• **The exercise**
Leave out the pictures and transcribe the rest of the records exactly.

(Position annotation records)
** begin **

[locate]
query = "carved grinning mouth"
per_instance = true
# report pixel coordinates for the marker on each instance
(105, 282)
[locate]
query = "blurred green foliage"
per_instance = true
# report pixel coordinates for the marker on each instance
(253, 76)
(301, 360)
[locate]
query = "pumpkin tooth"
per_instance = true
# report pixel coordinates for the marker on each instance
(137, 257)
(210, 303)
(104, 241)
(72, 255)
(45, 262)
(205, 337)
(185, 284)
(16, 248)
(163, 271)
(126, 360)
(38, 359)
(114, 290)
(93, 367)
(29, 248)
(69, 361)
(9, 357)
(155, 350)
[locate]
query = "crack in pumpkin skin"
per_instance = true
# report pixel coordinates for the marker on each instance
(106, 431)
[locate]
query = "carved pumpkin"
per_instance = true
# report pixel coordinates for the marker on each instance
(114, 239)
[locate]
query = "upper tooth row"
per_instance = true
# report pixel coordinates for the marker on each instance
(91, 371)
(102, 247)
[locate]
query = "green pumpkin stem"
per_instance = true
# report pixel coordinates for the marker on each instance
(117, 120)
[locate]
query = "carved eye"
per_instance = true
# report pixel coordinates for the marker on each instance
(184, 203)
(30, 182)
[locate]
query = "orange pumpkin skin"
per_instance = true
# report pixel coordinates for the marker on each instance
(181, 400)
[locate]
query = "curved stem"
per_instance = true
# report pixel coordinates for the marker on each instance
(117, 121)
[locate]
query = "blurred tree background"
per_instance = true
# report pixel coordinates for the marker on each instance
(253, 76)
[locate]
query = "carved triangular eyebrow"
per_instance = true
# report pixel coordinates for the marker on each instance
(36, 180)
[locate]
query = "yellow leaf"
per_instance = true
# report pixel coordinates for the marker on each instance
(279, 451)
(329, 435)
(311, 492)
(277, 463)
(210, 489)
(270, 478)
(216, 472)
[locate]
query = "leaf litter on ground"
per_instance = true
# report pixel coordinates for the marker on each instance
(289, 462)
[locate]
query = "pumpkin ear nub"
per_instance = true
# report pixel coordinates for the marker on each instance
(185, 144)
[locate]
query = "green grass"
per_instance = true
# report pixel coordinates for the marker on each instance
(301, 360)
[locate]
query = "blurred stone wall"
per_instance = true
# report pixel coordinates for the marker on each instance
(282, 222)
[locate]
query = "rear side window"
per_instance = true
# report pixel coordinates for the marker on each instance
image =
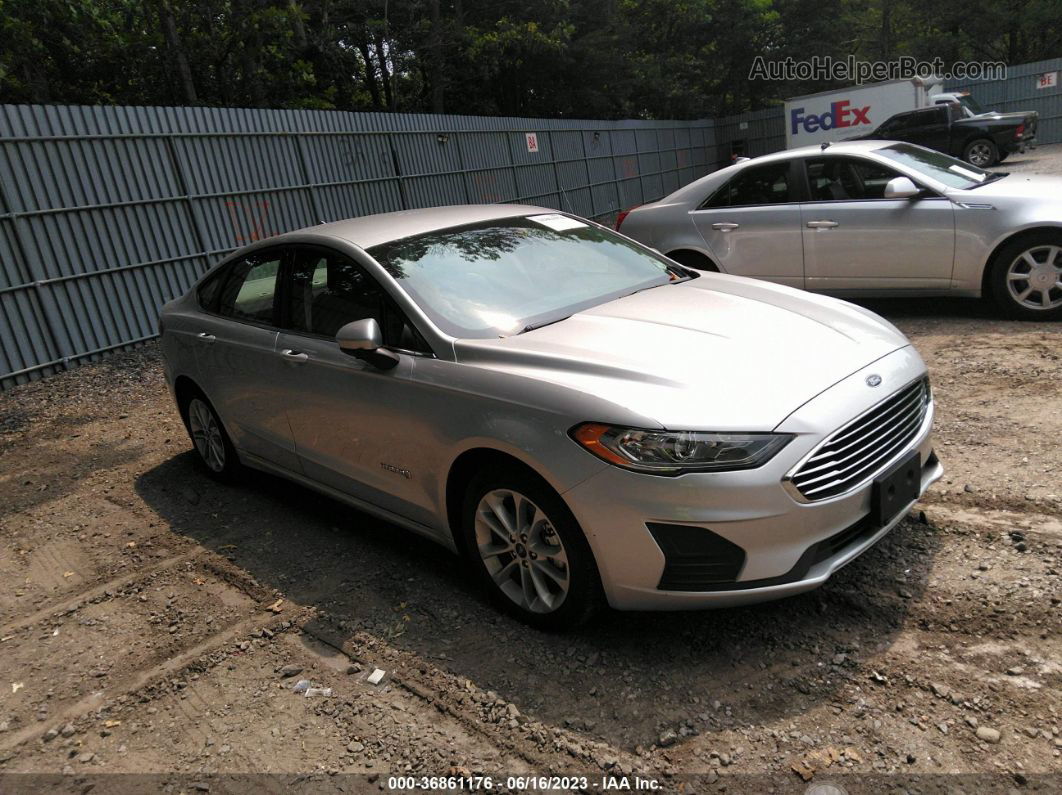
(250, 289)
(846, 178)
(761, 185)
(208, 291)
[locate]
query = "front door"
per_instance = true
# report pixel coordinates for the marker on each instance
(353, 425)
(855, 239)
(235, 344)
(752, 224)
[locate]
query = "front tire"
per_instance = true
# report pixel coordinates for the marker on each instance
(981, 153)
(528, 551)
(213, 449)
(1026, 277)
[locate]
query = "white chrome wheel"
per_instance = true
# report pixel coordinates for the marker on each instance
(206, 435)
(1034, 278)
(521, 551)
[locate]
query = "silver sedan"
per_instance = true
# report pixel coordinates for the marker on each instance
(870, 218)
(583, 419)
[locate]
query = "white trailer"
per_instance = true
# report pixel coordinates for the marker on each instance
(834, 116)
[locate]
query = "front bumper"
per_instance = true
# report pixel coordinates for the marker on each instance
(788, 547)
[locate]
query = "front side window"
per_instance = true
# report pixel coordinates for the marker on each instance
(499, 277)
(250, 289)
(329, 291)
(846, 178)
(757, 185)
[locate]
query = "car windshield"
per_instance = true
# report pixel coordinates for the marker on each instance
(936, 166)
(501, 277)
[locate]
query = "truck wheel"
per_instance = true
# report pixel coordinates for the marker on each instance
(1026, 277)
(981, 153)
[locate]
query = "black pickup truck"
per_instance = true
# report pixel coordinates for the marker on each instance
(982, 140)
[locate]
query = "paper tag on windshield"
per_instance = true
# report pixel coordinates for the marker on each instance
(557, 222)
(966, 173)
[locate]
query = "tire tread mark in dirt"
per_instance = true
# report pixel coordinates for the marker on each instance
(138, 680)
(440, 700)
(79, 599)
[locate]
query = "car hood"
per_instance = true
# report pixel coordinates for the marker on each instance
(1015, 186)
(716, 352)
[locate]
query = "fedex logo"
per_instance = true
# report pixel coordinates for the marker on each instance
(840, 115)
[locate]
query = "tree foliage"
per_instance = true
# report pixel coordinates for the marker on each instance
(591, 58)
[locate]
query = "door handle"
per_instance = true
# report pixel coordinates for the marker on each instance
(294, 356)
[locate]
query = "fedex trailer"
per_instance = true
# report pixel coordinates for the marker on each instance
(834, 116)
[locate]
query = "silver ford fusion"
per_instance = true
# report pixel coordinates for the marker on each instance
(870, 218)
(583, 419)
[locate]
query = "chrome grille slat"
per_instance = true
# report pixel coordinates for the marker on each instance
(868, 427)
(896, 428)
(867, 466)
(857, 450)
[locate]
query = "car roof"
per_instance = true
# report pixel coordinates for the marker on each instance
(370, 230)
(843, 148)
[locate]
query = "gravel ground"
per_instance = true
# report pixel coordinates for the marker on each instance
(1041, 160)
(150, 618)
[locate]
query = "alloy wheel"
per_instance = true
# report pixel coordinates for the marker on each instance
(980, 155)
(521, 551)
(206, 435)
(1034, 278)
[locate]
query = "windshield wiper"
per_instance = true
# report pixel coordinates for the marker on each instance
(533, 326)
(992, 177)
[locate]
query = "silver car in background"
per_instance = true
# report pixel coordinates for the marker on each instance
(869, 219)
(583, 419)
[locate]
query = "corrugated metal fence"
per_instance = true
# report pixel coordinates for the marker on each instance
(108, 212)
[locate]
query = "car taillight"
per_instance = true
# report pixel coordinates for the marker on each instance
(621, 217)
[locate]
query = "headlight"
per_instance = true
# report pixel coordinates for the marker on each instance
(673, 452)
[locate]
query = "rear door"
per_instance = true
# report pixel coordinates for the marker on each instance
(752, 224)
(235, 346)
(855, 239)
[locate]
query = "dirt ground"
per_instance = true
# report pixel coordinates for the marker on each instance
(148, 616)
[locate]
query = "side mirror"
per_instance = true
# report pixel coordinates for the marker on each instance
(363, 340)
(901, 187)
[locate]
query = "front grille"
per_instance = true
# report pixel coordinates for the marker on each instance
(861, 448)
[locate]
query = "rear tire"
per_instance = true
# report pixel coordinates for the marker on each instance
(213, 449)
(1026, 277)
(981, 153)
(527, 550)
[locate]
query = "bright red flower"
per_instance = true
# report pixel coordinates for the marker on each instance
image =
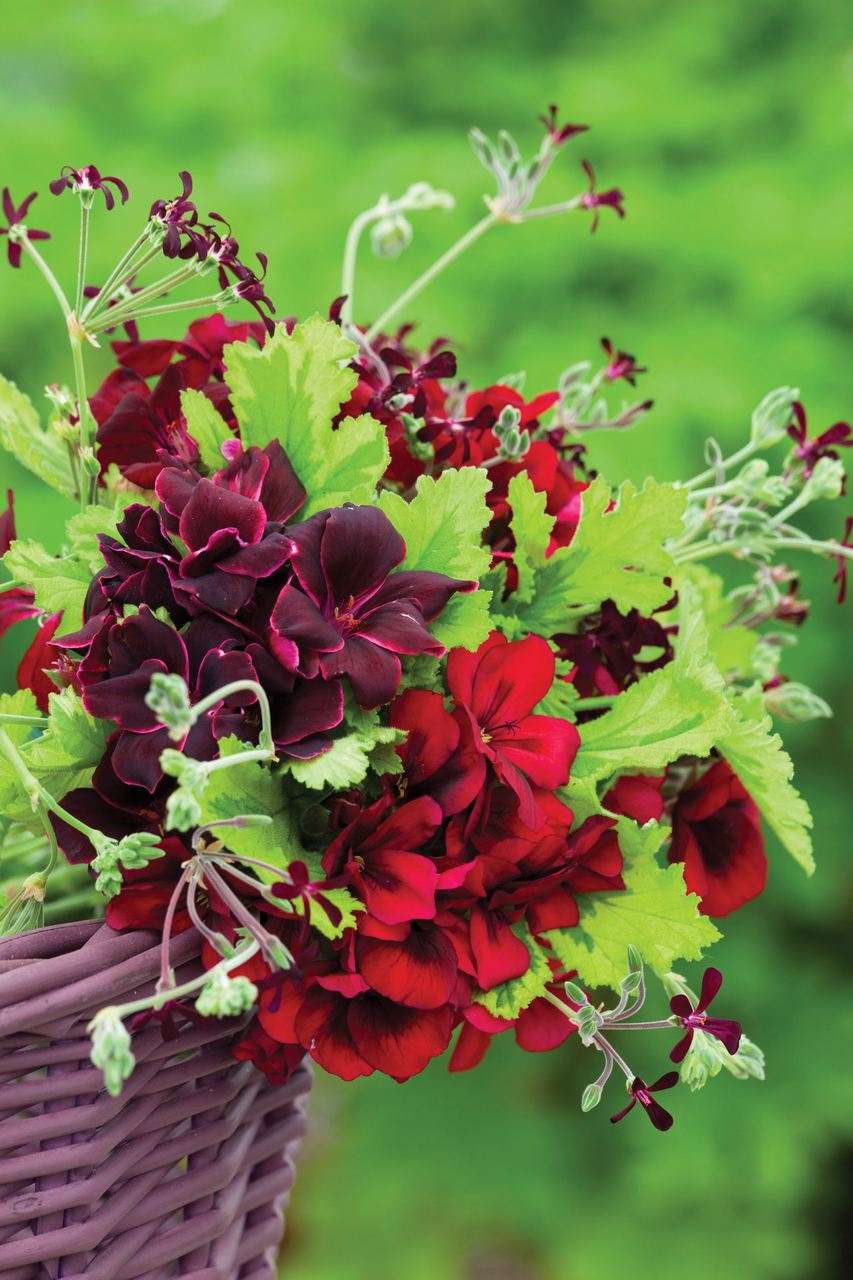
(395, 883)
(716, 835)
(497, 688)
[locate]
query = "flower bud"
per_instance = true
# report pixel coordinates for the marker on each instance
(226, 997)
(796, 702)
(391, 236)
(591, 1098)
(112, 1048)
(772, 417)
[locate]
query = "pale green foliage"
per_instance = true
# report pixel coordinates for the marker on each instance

** end **

• **Solved exercise**
[locate]
query = "carved grinning mouth"
per_instance = true
# report pixel coordinates for the marker on each instance
(105, 282)
[locate]
query = "blurred green foliage"
per_instance = true
# report pixel coordinates for the marker on each instance
(253, 76)
(301, 360)
[locate]
query = "pumpkin tooth"
per_instance = true
# report pixel coordinates for the marker on each instance
(137, 257)
(210, 303)
(104, 241)
(72, 255)
(45, 262)
(205, 337)
(185, 284)
(16, 248)
(163, 271)
(126, 360)
(38, 359)
(114, 290)
(93, 367)
(29, 248)
(69, 361)
(9, 357)
(155, 350)
[locate]
query = "crack in pumpkin skin"
per_instance = true
# report pixel coordinates for the marker on each instance
(106, 431)
[locate]
query = "carved pumpkin"
per_instance = true
# report pixel coordinates for the marker on each instance
(114, 239)
[locate]
query = "upper tooth row"
per_instance = true
# report pixel coordinates for the marker on each instance
(91, 371)
(102, 247)
[locate]
query = "green pumpkin stem"
per_instance = true
# report pixel coordinates for the marker on each instance
(117, 120)
[locate]
query = "carved eye"
per_instance = true
# report pixel coordinates for the marker on each instance
(184, 203)
(30, 182)
[locate]
query = "orange pumpkin skin"
per_instance = true
# report pixel coordinates for the marker on each instance
(181, 400)
[locate]
query = "curved stem"
per_instance = true
# report pixel coordinates for the marker on each instance
(117, 121)
[locate]
query = "blurred tree background"
per_instance = true
# report pixel coordinates for the marker on each instance
(253, 76)
[locate]
query = "carved triangular eyebrow"
per_instance = true
# report pixel coordinates for the marker on each instance
(36, 180)
[locate]
query = "yellow leaf"
per_instance = true
# report pixel coordinates for the marker on each instance
(279, 451)
(329, 435)
(311, 492)
(277, 463)
(210, 489)
(270, 478)
(216, 472)
[locate]
query = "leaf litter on ground"
per_instance = true
# report pixel coordinates for the marker on each instance
(289, 462)
[locate]
query = "pumpkin ear nub"
per_instance = true
# report pixel coordinates for the marker on each instance
(185, 144)
[locate]
query = "green grass"
per_instance = true
# report pixel coordinates for the marker on each instance
(301, 360)
[locate]
query = "blurred stone wall"
per_instance = true
# report pixel coordinates for the marker on each instance
(282, 222)
[locate]
query = "rear side window"
per_instance = true
# report pixel coordinates for the marker on each instance
image =
(250, 289)
(846, 178)
(761, 185)
(208, 291)
[locate]
query = "front door"
per_instance = true
# report pixel coordinates for the marker on each instance
(353, 425)
(855, 239)
(235, 344)
(752, 224)
[locate]
query = "front tire"
per_instance = true
# report pixel coordinates for the marker on each instance
(981, 153)
(528, 551)
(213, 449)
(1026, 277)
[locate]
query = "white chrome wheel"
per_instance = true
# report pixel coordinates for the marker on each instance
(206, 435)
(1034, 278)
(521, 551)
[locate]
query = "silver sedan"
per_instance = true
# report pixel coordinates for the marker on each instance
(870, 218)
(583, 419)
[locate]
query = "white trailer"
per_instance = true
# report pixel coordinates for the marker on each instance
(834, 116)
[locate]
query = "front bumper"
per_instance = true
# report pixel coordinates for the marker on each instance
(788, 547)
[locate]
query = "front side window"
per_instance = true
# report pixel coordinates for the marker on each instance
(499, 277)
(250, 289)
(329, 291)
(846, 178)
(757, 185)
[locate]
query = "car windshield"
per_instance = true
# report pixel coordinates for the marker on each instance
(936, 166)
(501, 277)
[locate]
query = "truck wheel"
per_instance = true
# report pixel coordinates for the marker on each instance
(1026, 277)
(981, 153)
[locate]
query = "black pickup truck"
per_instance = true
# report pixel coordinates for the marker on each instance
(982, 140)
[locate]
query = "paper tag on windshield"
per_instance = true
# report pixel coordinates for the marker on each instance
(557, 222)
(966, 173)
[locate]
query = "tire tread mark in dirt"
per_instance = true
# report pixel coordinates for the marker on each instance
(138, 680)
(440, 700)
(79, 599)
[locate]
query = "car hood"
per_instance = true
# report pixel coordinates for the marker on each instance
(1015, 186)
(716, 352)
[locate]
query = "fedex logo"
per_instance = true
# report pixel coordinates for the marker on each instance
(840, 115)
[locate]
query = "tree foliage"
per_instance = true
# report pixel coordinates for the marker on each instance
(591, 58)
[locate]
query = "door handle"
per_instance = true
# report pixel coordinates for the marker on each instance
(294, 356)
[locate]
query = "fedex trailer"
per_instance = true
# report pixel coordinates for the marker on each instance
(834, 116)
[locate]
query = "silver ford fusion"
per_instance = true
# report pixel coordinates for the marker on each instance
(870, 218)
(583, 419)
[locate]
query = "chrome grille slat"
per_instance = true
# report pixel coordinates for the marker on each instance
(868, 427)
(896, 428)
(867, 466)
(857, 450)
[locate]
query = "car roof"
per_instance = true
# report pixel coordinates for the marker on each instance
(370, 230)
(843, 148)
[locate]
query = "gravel ground"
per_instance = true
# report pixel coordinates for the marker on each instance
(1041, 160)
(150, 618)
[locate]
query = "alloy wheel"
per_instance = true
# report pixel coordinates for the marker on each instance
(980, 155)
(521, 551)
(206, 435)
(1034, 278)
[locate]
query = "windshield wiper"
per_instance = true
# report pixel coordinates for the marker on each instance
(533, 326)
(992, 177)
[locate]
query = "silver car in background"
per_instance = true
# report pixel coordinates for the marker on each instance
(869, 219)
(583, 419)
[locate]
query = "corrugated metal fence"
per_instance = true
# report pixel coordinates for the marker on each instance
(108, 212)
[locate]
query = "car taillight"
per_instance = true
# report pixel coordinates for the marker on each instance
(621, 217)
[locate]
query = "headlight"
per_instance = true
# report pixel coordinates for the marker on each instance
(673, 452)
[locate]
query = "rear door"
per_instance = true
# report pixel coordinates for the marker on each instance
(752, 224)
(235, 346)
(855, 239)
[locate]
query = "dirt ground"
per_instance = true
# report pixel coordinates for the marker on each instance
(148, 616)
[locate]
query = "side mirror"
per_instance = true
# report pixel coordinates for the marker on each instance
(363, 340)
(901, 187)
[locate]
query = "front grille"
per_instance = true
# report pixel coordinates for the marker on each instance
(861, 448)
[locate]
query = "rear tire"
per_instance = true
# report pixel coordinates for the marker on each instance
(213, 449)
(1026, 277)
(981, 153)
(527, 550)
[locate]
query = "bright red flower"
per_instance = true
# report pixel coordinates for the marker on each instance
image =
(395, 883)
(716, 835)
(497, 688)
[locate]
query = "flower bud"
per_instance = true
# report pixel coordinates for the marker on each instance
(226, 997)
(796, 702)
(391, 236)
(591, 1098)
(112, 1048)
(772, 417)
[locate]
query = "pale green foliage"
per_instance = true
# report pixel coordinates for the marker on each instance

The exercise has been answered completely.